------ Stored records
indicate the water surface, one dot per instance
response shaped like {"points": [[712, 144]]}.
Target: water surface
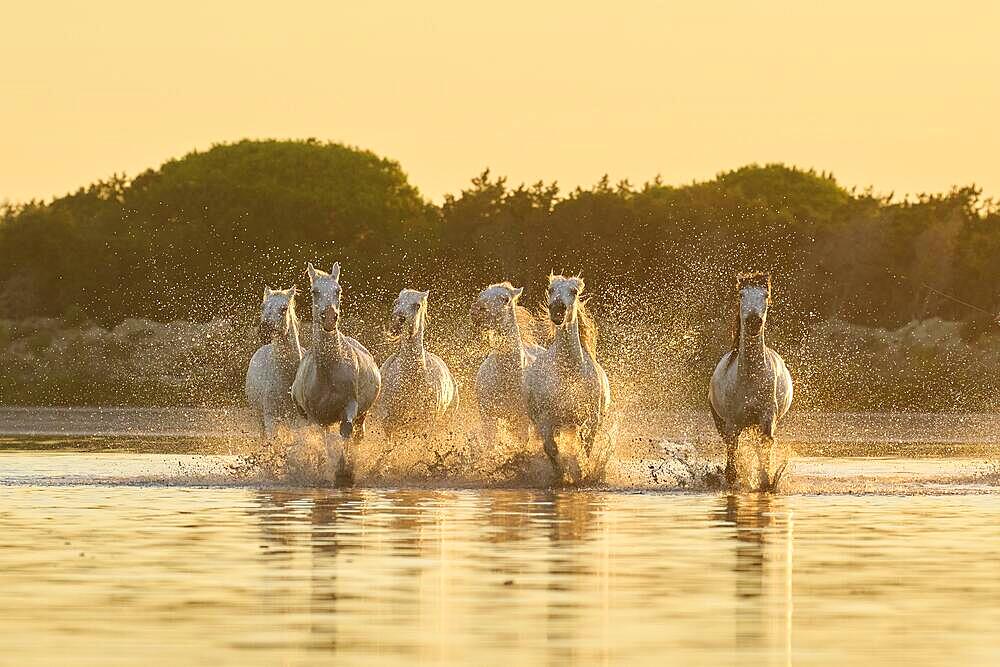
{"points": [[124, 555]]}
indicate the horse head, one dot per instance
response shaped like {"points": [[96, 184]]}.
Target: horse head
{"points": [[277, 313], [408, 313], [326, 295], [564, 298], [495, 309], [755, 297]]}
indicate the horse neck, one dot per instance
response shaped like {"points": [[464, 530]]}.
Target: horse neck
{"points": [[288, 345], [411, 345], [751, 351], [329, 345], [511, 348], [568, 349]]}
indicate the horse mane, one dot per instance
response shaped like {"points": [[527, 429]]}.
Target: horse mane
{"points": [[588, 327], [759, 279], [527, 325]]}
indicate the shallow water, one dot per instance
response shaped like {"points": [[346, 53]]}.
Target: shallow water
{"points": [[126, 555]]}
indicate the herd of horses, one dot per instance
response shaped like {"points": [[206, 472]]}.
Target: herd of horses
{"points": [[557, 390]]}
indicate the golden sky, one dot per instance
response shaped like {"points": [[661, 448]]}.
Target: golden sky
{"points": [[900, 94]]}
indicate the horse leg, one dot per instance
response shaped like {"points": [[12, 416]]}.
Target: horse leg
{"points": [[522, 430], [732, 438], [587, 435], [359, 427], [765, 455], [335, 452], [552, 451]]}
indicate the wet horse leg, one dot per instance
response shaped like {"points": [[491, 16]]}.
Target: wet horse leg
{"points": [[552, 451], [765, 455]]}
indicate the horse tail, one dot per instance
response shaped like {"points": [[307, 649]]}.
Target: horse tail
{"points": [[588, 328]]}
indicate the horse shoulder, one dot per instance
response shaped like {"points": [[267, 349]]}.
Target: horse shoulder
{"points": [[723, 379], [358, 347], [533, 351]]}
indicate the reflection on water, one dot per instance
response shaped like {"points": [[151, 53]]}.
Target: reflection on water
{"points": [[166, 575]]}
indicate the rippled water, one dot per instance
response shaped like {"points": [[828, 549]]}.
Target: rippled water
{"points": [[126, 557]]}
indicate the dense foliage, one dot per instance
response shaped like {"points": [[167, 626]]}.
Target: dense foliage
{"points": [[197, 238]]}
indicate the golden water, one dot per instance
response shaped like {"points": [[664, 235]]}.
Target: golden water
{"points": [[128, 558]]}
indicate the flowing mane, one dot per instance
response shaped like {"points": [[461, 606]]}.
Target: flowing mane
{"points": [[531, 329], [753, 279], [588, 327]]}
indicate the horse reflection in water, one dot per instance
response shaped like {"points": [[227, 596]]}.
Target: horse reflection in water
{"points": [[762, 529]]}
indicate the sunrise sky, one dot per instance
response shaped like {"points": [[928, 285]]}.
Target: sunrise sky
{"points": [[899, 94]]}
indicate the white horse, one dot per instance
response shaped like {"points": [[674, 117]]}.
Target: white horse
{"points": [[337, 381], [418, 392], [751, 387], [272, 367], [565, 389], [500, 380]]}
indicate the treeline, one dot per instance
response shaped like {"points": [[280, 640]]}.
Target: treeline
{"points": [[198, 237]]}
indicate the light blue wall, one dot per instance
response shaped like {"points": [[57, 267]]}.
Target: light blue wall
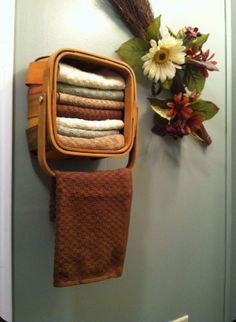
{"points": [[176, 250]]}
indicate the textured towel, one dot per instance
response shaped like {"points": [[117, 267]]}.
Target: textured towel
{"points": [[35, 89], [111, 142], [88, 113], [106, 79], [90, 125], [68, 99], [89, 92], [91, 224], [84, 133]]}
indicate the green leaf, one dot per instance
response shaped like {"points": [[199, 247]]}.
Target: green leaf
{"points": [[159, 107], [154, 29], [132, 50], [171, 32], [206, 64], [193, 78], [198, 42], [205, 109]]}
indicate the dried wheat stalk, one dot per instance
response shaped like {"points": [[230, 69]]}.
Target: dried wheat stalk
{"points": [[137, 14]]}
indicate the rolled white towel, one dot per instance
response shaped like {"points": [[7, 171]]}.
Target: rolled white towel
{"points": [[90, 125], [105, 79], [83, 133]]}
------------
> [Written instruction]
Quote each record exactly as it stands, minus the pictures.

> [Result]
indicate the water surface, one dot per instance
response shaped like {"points": [[712, 144]]}.
Target: water surface
{"points": [[124, 555]]}
indicate the horse head, one dot per instance
response shaped like {"points": [[96, 184]]}.
Target: horse head
{"points": [[277, 313], [408, 313], [326, 295], [564, 298], [495, 309], [755, 297]]}
indicate the horse neck, one dot per instance
response shaped like {"points": [[464, 530]]}.
Target: horse neck
{"points": [[288, 345], [411, 345], [751, 351], [329, 345], [511, 348], [568, 349]]}
indicate the horse mane, one dot per instance
response shaped like {"points": [[527, 429]]}.
Target: horse mane
{"points": [[588, 327], [759, 279], [527, 325]]}
indicate the shallow water, one dot per instance
response shaped like {"points": [[346, 53]]}.
Target: shallow water
{"points": [[126, 555]]}
indicate the herd of horses, one dot per instance
response shaped like {"points": [[206, 472]]}.
Target: herd of horses
{"points": [[557, 390]]}
indicate the golden sky, one dot per instance
response shaped like {"points": [[661, 448]]}.
Target: golden sky
{"points": [[900, 94]]}
indicate the horse leg, one dot per instance
response shaped like {"points": [[12, 416]]}.
Target: horse leg
{"points": [[522, 430], [732, 438], [587, 435], [359, 427], [765, 455], [335, 452], [552, 451]]}
indicate the wet horse leg, one dot per instance
response shaped like {"points": [[491, 16]]}.
Target: wet horse leg
{"points": [[552, 451], [765, 455]]}
indicate the horse tail, one dot per instance
response shaped like {"points": [[307, 649]]}.
Target: horse tail
{"points": [[588, 328]]}
indicate the horse shoulder, one dot per instance
response shaped like {"points": [[267, 349]]}.
Target: horse shoulder
{"points": [[723, 379], [358, 347], [533, 351]]}
indicate the reflection on water, one dot per instance
response shaped like {"points": [[151, 53]]}.
Target: reflection on water
{"points": [[166, 575]]}
indicate the rippled water, one dot per instance
response shaped like {"points": [[828, 549]]}.
Target: rippled water
{"points": [[126, 557]]}
indicate the dense foliage, one dot per instance
response shaped like {"points": [[167, 626]]}.
Target: dense foliage
{"points": [[197, 238]]}
indicate the golden water, one dot per instance
response shaped like {"points": [[664, 235]]}.
Target: golden water
{"points": [[128, 558]]}
indicate the flowing mane, one dot per instance
response shaped like {"points": [[461, 606]]}.
Target: flowing mane
{"points": [[531, 329], [753, 279], [588, 327]]}
indicate the horse reflection in water, one dot per instance
response shaped like {"points": [[227, 596]]}.
Target: horse reflection in water
{"points": [[762, 529]]}
indicate the sunrise sky, one dot per instance
response shaped like {"points": [[928, 285]]}.
Target: sunrise sky
{"points": [[899, 94]]}
indicate the white horse, one dot per instance
response shaped like {"points": [[674, 117]]}.
Target: white horse
{"points": [[337, 381], [418, 392], [751, 387], [272, 367], [565, 389], [500, 380]]}
indicate the treeline, one dot per instance
response shaped like {"points": [[280, 640]]}.
Target: treeline
{"points": [[198, 237]]}
indicate the light blue wall, one dot per instance
response shaped like {"points": [[57, 267]]}.
Target: light blue wall
{"points": [[176, 250]]}
indicate the textured towel, one dot per instance
response shaped like {"points": [[117, 267]]}.
Target: textured towel
{"points": [[35, 89], [111, 142], [88, 113], [106, 79], [90, 125], [68, 99], [89, 92], [91, 224], [84, 133]]}
indicate the green leaf, one dot per instance
response shaped like {"points": [[199, 247]]}.
Target: green leaf
{"points": [[159, 107], [154, 29], [132, 50], [171, 32], [206, 64], [193, 78], [198, 42], [205, 109]]}
indicate the dried wheat stalk, one dot per instance
response shaped like {"points": [[230, 69]]}.
Target: dried wheat stalk
{"points": [[137, 14]]}
indicate the rolled white towel, one dot per instance
response shaped like {"points": [[7, 171]]}.
Target: rolled white towel
{"points": [[90, 125], [105, 79], [83, 133]]}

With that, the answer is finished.